=== Page text ===
----------
I think for us the exciting thing is the contribution of the three engineering programs and the growth of the computer science and information technology program but we are on pace..
Great. And I was wondering if you could go back to the comment you made about depreciation expenses. There have been a lot of new building that have gone up and I thought Dan said that depreciation will be up 50 basis points next year.
Just wanted to make sure I heard that correctly?.
You did, that is correct. .
Okay..
And remember this is our biggest building year, ever on a year-over-year and that’s really what’s driving that..
Got it. And then I guess last thing for me it sounded like Grand Canyon is planning an online student night on campus, that it’s coming up and I am just wondering if you could talk about kind of the tenants you are expecting and if you had similar events like this before to connect online students with the ground campus..
Yeah, it’s interesting that you asked that because we just got an update on that about 30 minutes before this started. Yeah we are tracking towards a 1000 or so people that are going to attend the event, and we got a couple of days left here.
It’s the first time we have done it and we have actually selected three online students who have outstanding stories and so we are going to highlight them.
We are going to do some scholarship awarding to children but it is going to a chance -- we invite them to campus every chance that we can get, we want to involve them in everything that goes in and so time them as close as we can to what goes on in this campus is really important part of our strategy.
So this is the first time that we have done at a basketball game but this is the beginning of something that will grow much larger as we go forward..
Thank you..
Our next question comes from Jeff Silver from BMO Capital Markets. Please go ahead. .
Hi, good afternoon guys. This is Henry Chen calling in for Jeff. Just wanted to follow-up on your comments around some of the charitable donation, could you just elaborate a little bit on maybe some of the reasons of why some of the people who would give would be I guess gave a little bit than you expected. Thanks. .
So, I see. Yeah the donations as far the go-private thing. We called on three people who are very well -- who've done very well, who have been known to especially contribute to things that have a Christian world view perspective, because that's where we were kind of going to go. People in that world are excited about what's going on here.
It's just the people are used to contribute or donating to a University that they have some connectivity to, that they graduated from, one of their children graduated from at or that university has a huge need for some reason, the Hobby Lobby, Green Family gave $70 million recently to Old Roberts just to save the University.
To get them to think about -- to go back not-for-profit buy out investors concept with regard to supporting something, it's just too new. It hasn't been around long enough, there is too much uncertainty around that to get people to make major contributions of say $50 million or more.
And we recognized that early on in the process and it just doesn't make sense to spend a lot of time to doing that. So that's why we've discontinued it. .
Okay, got it.
So you're not looking to, I guess focused more and more on the educating and trying to open that channel or is that sort of…?.
----------
=== Material supplied ===
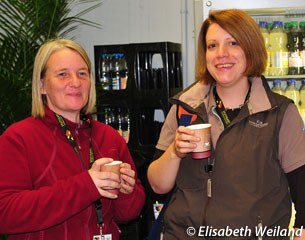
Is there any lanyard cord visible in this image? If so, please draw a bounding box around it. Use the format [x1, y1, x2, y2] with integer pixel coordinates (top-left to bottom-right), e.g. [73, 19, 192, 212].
[55, 113, 104, 225]
[213, 81, 251, 127]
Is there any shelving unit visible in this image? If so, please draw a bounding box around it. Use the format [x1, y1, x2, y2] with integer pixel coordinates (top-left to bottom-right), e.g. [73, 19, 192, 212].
[94, 42, 183, 240]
----------
=== Your tasks ===
1 - List every person mentioned by name in the call transcript.
2 - Carry the call transcript forward from its last sentence.
The lines are separate material and are not part of the call transcript.

=== Exercise results ===
1 - Dan, Jeff Silver, Henry Chen

2 -
Well if we're successful at going back with the not-for-profit status and we will get very involved in the world of grant riding and research, very involved in the world of getting especially Christian just to line up behind this, because they're looking for something that is scalable and really can be transformational, and unlike what’s going on at most Christian universities this is.
And so what we're doing in terms of size and scale combined with what we're doing in the stem [ph] areas is exciting to a lot of people in that world. So I think once we can be a tax deductible donation in the traditional sense, I think that will be a world that's opened up to us that really is not available right now. .
Got it and that makes sense. And just a last one from me, on the online side we see a lot of schools moving their programs online and you mentioned that there is some competitive or just increased competition in the nursing space.
I mean as you look maybe long-term or on this current year, where do you see Grant Canyon's specialty or sort of differentiated product in terms of online, I guess by the Greenfield or however you look at it? Thanks. .
Yeah, that's good question and it’s a very good question because that's the thing that will most dictate the long-term success of this is the ability to keep growing at that conservative rate in the online world. Very much focused on Masters Degrees and Doctoral degrees.
We're trying to add 20 masters degrees on an annual basis and right now those masters’ degrees are really across our eight colleges. Still more in education and to some extent nursing but we're really getting into two areas that we haven't been very prominent in, one of them is misology [ph] and Christian studies which has a huge market for that.
And the other area is in psychology counseling and health field and there is a huge area going in that especially at the Master’s degree level. We're also going to explore what we can do from a computer science and information technology perspective online.
We won't do anything from an engineering perspective but computer science and information technology also is an opportunity for us. So what you'll see as we go forward is that we will spread our online offerings more evenly across all eight colleges. I mean that will a real focus at the graduate level. .
Got it, okay, thanks so much. .
Our next question comes from Jeff Mueller from Baird. Please go ahead. .
Yeah, thanks and congrats on another terrific year. I guess just first I have heard you guys talk a lot about, over the years about what your plans are for tuition pricing. What are your plans for scholarships, it sounds like you're seeing really strong demand from high caliber students for on ground.
So what are your plans for scholarships and what your plans for room and board.
I don’t mean so much in 2015, I mean how do you think about those as potential price levers over the next few years?.
That’s -- it’s really a good question and there are four areas that we can tweak, if we need to tweak them. One of them obviously is tuition. If we want to raise tuition 2% or 3% for couple of years consecutively that would be easy for us to do and still be very competitive at the online space and still be ridiculously low from the ground space.
And so that’s a lever and we could pull going forward. A second lever is ground scholarships. We can keep our tuition at 16.5, [ph] the average student is paying after scholarship 7,800. We can tweak that and have the average student pay 8,100, 8,200 and 8,300 and so that would be easy for us to do. The third area is room.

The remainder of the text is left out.